#### Exercise
Answer these questions from the text below on business friction:
1. What does marketing raise, and what does removing friction raise?
2. How many fields does the form given as an example of friction have?
3. Under what three conditions should owners try to buy from themselves?

#### Document extract
Most owners find three obvious problems in that hour. Fixing those three usually beats the next campaign, and it costs nothing but attention.
Function is not the same as polish
This is where owners get misled. Removing friction is not the same as making things prettier. A slick redesign that still has the same twelve-field form did not remove friction. A new logo that sits on top of the same voicemail box did not remove friction. Function is about whether the thing works for the customer, not whether it looks impressive to the owner.
The simplest solution that accomplishes the objective is the correct one. Nine times out of ten, the correct solution is smaller, plainer, and faster than what's currently in place. Beauty is not the enemy, but it is not the goal. The goal is that a good customer can say yes with as little effort as possible.
The bottom line
Marketing raises the pressure. Removing friction raises the ceiling. If your ceiling isn't moving, more pressure just makes the ceiling more expensive. Fix the ceiling first.
Related reading
Questions business owners ask me
What does 'friction' mean in a marketing context?
Anything that makes it slower, harder, or less obvious for a good customer to buy from you. A confusing homepage is friction. A form with 12 fields is friction. A voicemail box that fills up is friction. Every one of those quietly cancels a decision that was almost yours.
How do I find the friction in my business?
Walk your own customer journey as a stranger. Try to buy from yourself on a phone, at night, on a slow connection. Call your own number and see what happens. Fill out your own form. Most owners find three obvious problems in an hour. Fixing those usually beats a new ad campaign.
Isn't marketing supposed to fix low sales?
Marketing raises awareness and demand. It cannot fix a broken buying experience. If the friction is real, more marketing sends more people through the same leak. That's how owners end up spending more and converting less at the same time.

#### Dataset records
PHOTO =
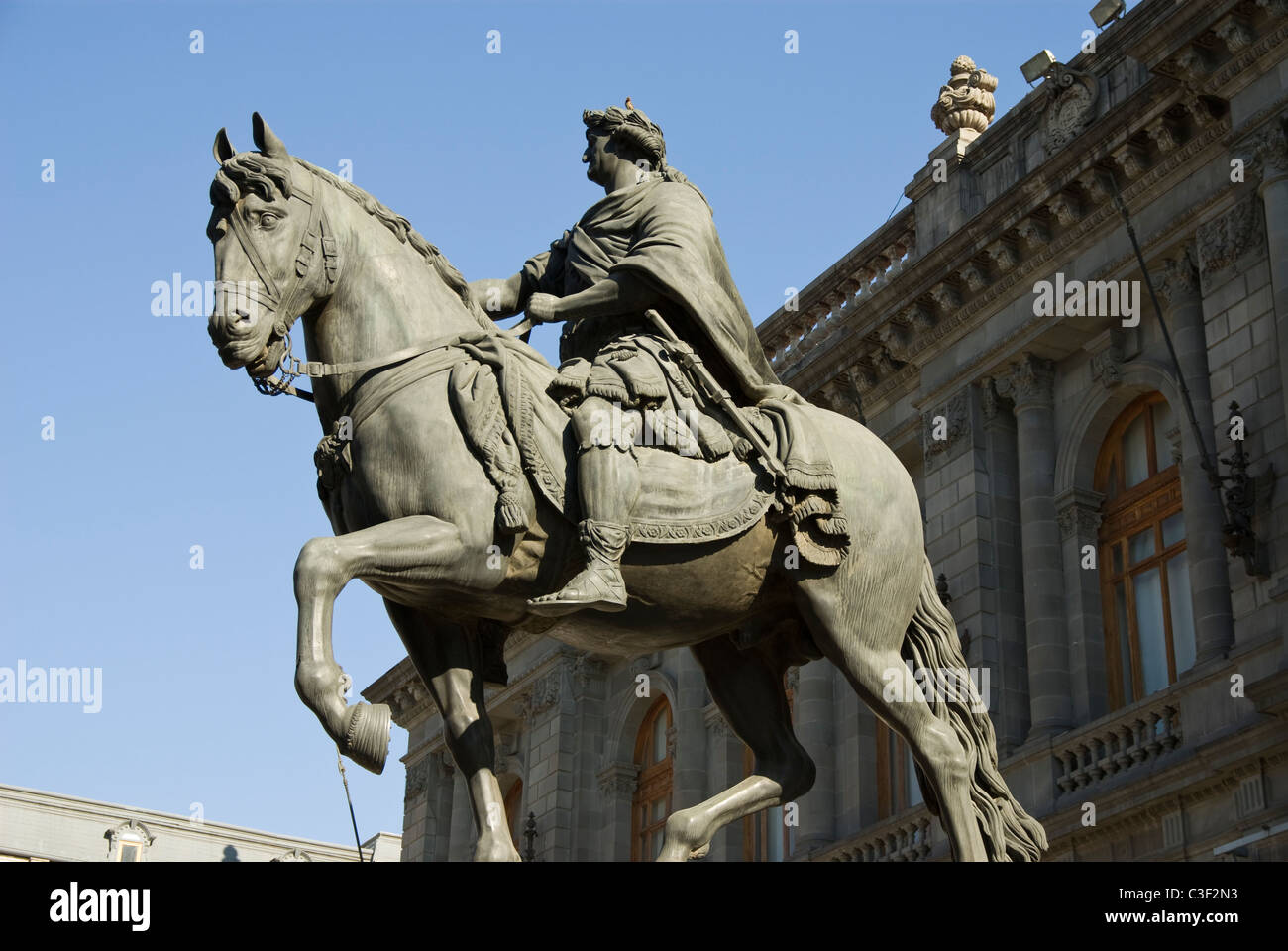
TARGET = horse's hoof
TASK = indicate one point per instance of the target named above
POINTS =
(366, 741)
(557, 606)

#### Task response
1. Marketing raises the pressure; removing friction raises the ceiling.
2. Twelve.
3. On a phone, at night, and on a slow connection.